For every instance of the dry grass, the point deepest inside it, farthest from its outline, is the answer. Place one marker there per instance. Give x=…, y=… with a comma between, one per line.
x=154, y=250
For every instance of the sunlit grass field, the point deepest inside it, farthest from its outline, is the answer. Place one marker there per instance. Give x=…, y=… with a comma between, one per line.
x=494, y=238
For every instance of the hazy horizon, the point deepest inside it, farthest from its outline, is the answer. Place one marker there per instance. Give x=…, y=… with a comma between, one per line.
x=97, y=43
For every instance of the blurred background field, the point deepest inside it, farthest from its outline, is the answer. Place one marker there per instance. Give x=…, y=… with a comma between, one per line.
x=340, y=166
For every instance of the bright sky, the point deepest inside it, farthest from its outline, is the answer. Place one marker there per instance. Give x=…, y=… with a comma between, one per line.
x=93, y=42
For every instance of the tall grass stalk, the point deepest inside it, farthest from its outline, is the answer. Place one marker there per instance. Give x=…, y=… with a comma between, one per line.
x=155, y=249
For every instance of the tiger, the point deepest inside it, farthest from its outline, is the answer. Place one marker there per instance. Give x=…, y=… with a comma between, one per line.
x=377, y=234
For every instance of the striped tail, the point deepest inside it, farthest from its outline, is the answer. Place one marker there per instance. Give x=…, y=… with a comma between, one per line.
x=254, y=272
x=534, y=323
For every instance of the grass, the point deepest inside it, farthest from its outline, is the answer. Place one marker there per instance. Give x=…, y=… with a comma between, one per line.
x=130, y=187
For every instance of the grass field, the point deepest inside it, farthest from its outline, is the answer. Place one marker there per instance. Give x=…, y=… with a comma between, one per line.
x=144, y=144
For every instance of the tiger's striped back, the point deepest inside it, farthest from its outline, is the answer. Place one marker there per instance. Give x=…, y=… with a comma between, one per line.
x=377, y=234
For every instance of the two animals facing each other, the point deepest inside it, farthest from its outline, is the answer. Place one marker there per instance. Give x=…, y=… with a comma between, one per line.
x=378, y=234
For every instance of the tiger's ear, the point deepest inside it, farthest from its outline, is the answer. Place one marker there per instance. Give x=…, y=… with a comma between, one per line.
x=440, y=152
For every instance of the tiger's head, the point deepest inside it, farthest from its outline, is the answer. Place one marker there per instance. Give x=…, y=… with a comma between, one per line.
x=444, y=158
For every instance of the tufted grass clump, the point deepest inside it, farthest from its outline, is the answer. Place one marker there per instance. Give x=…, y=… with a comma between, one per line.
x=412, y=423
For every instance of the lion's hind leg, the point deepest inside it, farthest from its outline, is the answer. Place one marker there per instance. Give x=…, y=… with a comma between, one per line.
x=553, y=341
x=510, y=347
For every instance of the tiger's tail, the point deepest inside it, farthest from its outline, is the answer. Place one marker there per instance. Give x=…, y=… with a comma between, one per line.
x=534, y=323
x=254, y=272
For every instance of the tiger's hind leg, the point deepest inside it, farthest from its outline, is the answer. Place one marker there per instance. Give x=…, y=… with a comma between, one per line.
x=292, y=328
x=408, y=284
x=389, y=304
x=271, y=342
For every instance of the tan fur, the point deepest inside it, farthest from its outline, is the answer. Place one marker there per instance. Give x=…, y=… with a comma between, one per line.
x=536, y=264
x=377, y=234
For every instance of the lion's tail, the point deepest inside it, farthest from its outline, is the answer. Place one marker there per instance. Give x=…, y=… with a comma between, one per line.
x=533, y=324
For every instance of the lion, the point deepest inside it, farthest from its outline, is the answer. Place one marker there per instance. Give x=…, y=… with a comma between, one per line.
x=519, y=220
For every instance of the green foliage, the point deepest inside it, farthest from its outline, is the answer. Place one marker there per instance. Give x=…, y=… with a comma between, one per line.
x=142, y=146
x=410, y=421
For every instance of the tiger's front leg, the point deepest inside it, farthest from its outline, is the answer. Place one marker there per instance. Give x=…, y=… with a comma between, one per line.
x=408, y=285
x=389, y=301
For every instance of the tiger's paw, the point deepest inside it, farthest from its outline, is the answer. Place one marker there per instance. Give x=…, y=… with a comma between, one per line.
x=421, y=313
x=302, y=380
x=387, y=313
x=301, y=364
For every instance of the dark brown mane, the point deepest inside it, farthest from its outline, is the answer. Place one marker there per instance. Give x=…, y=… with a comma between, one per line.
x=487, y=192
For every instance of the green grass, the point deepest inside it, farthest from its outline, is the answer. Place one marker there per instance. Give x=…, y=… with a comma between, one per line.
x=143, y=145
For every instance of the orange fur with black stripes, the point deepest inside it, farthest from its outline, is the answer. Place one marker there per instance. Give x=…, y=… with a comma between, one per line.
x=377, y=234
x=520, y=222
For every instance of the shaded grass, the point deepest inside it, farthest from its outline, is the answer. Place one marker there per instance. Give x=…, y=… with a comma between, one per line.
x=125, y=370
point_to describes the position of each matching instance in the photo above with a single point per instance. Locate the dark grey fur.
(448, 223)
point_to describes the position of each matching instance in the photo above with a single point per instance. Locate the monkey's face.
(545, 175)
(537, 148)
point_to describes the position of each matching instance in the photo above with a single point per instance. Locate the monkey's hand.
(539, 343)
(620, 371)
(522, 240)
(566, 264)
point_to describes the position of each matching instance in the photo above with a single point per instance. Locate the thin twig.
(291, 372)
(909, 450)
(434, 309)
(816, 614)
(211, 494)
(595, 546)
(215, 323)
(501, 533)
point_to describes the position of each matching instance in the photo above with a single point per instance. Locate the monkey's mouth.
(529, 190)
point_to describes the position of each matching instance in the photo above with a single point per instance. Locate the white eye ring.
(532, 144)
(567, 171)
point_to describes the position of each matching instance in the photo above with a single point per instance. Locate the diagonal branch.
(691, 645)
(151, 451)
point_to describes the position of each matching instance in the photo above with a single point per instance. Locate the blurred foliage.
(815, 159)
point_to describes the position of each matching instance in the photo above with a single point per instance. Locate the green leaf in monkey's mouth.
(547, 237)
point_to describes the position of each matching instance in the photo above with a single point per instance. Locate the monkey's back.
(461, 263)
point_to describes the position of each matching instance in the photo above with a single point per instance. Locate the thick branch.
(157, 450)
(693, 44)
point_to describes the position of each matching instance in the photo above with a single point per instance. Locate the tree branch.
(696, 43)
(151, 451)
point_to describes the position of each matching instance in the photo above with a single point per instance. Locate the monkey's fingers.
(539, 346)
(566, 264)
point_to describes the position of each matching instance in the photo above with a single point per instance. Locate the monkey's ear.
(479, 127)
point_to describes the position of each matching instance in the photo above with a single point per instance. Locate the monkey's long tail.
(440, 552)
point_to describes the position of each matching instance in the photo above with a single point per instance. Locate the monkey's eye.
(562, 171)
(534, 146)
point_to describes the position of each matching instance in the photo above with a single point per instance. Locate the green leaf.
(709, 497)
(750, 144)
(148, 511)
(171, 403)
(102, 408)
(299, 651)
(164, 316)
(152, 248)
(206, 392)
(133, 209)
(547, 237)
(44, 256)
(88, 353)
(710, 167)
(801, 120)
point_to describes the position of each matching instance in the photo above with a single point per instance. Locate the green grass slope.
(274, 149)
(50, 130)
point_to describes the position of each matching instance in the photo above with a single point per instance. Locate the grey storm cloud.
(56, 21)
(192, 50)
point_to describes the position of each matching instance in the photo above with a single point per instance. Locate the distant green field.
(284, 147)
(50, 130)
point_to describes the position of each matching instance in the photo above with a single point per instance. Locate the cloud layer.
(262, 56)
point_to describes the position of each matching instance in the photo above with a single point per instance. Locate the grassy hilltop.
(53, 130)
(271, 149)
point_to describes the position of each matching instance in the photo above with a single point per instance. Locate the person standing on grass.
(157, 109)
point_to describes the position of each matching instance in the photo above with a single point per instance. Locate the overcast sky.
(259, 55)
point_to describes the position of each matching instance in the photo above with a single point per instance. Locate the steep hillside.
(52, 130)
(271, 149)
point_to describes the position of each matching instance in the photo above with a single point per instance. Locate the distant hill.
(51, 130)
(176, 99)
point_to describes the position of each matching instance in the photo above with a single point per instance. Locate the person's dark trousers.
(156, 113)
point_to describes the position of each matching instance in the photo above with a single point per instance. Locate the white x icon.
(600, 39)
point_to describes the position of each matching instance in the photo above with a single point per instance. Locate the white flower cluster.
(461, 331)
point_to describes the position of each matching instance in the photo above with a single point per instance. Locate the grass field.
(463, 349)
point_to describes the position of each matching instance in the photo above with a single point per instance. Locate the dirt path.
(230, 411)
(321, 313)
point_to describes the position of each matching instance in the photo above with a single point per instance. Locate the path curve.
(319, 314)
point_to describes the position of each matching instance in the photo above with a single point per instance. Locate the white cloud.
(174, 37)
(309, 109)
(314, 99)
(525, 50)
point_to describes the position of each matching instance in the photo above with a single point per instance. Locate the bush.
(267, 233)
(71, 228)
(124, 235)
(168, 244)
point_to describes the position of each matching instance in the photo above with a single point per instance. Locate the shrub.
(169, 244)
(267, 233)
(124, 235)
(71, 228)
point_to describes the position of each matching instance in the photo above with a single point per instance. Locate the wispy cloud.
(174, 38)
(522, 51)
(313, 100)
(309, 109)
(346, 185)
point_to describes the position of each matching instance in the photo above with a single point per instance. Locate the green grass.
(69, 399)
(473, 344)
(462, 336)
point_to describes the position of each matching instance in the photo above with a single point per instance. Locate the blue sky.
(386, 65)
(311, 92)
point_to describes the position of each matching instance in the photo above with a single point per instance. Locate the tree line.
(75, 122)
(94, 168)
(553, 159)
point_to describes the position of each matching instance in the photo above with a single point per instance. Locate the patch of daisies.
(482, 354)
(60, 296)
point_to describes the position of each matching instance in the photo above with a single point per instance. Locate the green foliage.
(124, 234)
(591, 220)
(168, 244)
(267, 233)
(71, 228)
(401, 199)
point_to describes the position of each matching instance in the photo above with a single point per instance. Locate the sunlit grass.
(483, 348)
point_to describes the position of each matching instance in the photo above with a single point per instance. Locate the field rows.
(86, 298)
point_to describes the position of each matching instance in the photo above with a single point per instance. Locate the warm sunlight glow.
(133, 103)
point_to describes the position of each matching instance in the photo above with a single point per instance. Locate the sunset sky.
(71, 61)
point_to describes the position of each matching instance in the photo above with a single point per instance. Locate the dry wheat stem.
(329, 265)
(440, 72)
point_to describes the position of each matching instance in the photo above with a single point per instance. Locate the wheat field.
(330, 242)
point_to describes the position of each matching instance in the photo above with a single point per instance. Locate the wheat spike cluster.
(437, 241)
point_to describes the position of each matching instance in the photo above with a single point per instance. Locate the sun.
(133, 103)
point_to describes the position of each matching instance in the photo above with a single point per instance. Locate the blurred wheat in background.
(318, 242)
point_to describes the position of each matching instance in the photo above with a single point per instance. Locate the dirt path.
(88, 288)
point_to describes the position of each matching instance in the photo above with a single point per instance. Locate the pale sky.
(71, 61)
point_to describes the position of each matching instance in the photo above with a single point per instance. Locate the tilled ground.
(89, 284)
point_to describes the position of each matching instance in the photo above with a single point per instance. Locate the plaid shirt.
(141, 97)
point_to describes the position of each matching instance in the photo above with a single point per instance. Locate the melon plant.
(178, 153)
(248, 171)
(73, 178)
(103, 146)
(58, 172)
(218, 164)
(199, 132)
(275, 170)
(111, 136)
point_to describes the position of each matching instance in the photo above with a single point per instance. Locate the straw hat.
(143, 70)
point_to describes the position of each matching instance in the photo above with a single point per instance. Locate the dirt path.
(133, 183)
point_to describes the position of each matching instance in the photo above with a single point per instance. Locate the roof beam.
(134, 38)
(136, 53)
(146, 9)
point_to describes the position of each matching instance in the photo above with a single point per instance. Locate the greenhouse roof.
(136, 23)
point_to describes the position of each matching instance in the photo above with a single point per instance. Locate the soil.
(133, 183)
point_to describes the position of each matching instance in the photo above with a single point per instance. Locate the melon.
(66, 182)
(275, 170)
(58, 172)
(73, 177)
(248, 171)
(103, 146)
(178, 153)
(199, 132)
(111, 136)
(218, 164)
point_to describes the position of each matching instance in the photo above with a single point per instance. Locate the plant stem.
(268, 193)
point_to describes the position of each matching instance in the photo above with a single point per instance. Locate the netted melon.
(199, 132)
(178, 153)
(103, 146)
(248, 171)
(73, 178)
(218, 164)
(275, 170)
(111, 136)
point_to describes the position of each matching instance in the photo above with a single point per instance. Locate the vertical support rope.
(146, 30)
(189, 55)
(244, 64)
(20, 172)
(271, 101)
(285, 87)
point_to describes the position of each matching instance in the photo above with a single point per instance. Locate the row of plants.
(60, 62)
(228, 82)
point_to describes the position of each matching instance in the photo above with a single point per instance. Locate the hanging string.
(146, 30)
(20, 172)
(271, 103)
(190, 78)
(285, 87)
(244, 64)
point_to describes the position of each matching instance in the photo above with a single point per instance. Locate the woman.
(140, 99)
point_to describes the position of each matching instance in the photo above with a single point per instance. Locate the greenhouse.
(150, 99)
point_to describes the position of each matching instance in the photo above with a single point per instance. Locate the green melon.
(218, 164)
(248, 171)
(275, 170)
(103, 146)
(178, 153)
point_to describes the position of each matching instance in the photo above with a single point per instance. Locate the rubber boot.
-=-=-
The line containing "Locate the soil." marks where to begin; the last line of the records marks where to stop. Copy both and all between, exactly.

### ANSWER SPACE:
point_to describes the position of each matching instance in the photo above with a single point per instance. Locate the soil.
(133, 183)
point_to describes the position of each matching instance in the photo above with a single point per instance. Locate the melon.
(66, 182)
(275, 170)
(58, 172)
(73, 177)
(248, 171)
(103, 146)
(178, 153)
(199, 132)
(111, 136)
(218, 164)
point_to describes the position of each matching instance in the photo above with a single point per instance. Locate the plant stem.
(268, 193)
point_to describes the position of each matching instance in the photo above with a single point per instance. Locate the netted melon.
(199, 132)
(178, 153)
(103, 146)
(248, 171)
(73, 178)
(218, 164)
(275, 170)
(111, 136)
point_to describes the position of each matching instance in the photo above with a single point per instance. Locate the vertical support rope.
(146, 30)
(189, 55)
(244, 64)
(20, 172)
(271, 101)
(285, 87)
point_to describes the position of each matching instance in the photo above with a single point per instance. Locate the row of plants.
(60, 62)
(228, 82)
point_to describes the position of each matching instance in the photo above with a single point per instance. Locate the hanging string.
(146, 30)
(20, 172)
(271, 103)
(190, 78)
(285, 87)
(244, 64)
point_to describes the position of each matching instance in the photo above with a single point per instance. Locate the woman.
(140, 99)
point_to describes the position of each matching instance in the photo above with a single point per instance. Locate the greenhouse.
(150, 99)
point_to describes the position of each matching instance in the photo above with a single point per instance. Locate the green melon.
(218, 164)
(248, 171)
(275, 170)
(103, 146)
(178, 153)
point_to describes the position of each matching instance in the photo above with a single point per instance. Locate the rubber boot.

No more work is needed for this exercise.